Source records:
————
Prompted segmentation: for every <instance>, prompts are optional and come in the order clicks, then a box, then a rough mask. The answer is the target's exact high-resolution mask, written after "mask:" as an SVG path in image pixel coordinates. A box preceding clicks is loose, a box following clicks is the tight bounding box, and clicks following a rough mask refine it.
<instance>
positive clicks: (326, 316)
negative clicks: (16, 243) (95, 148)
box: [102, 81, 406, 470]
————
TASK DETAILS: Would you please set down the lines from the one with "positive clicks: (326, 316)" to the end of the data above, exactly and without any other lines?

SOLUTION TO THIS PROBLEM:
positive clicks: (326, 316)
negative clicks: (16, 243) (95, 148)
box: [102, 81, 406, 470]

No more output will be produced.